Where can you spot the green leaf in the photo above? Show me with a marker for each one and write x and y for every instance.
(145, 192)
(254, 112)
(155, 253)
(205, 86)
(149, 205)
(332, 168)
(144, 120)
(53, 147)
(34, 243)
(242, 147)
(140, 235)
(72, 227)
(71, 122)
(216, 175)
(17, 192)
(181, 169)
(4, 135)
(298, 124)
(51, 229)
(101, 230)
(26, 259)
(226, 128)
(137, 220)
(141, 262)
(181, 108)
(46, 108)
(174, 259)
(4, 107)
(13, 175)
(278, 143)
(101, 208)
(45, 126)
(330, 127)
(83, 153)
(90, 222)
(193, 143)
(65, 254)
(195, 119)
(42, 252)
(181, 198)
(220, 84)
::::::
Work instructions
Please transcribe the entire listing exactly as given.

Written response
Where can you spot the green leaf in the photo above? Show me with a marker for each one and write x and y for every instance.
(145, 192)
(254, 112)
(155, 253)
(205, 86)
(149, 205)
(332, 168)
(144, 120)
(53, 147)
(34, 243)
(242, 147)
(140, 235)
(72, 227)
(71, 122)
(216, 175)
(17, 192)
(181, 169)
(4, 135)
(298, 124)
(51, 229)
(101, 230)
(26, 259)
(226, 128)
(137, 220)
(141, 262)
(181, 108)
(46, 108)
(174, 259)
(4, 107)
(13, 175)
(278, 143)
(101, 208)
(45, 126)
(330, 127)
(83, 153)
(90, 222)
(193, 143)
(65, 254)
(195, 119)
(42, 252)
(181, 198)
(220, 84)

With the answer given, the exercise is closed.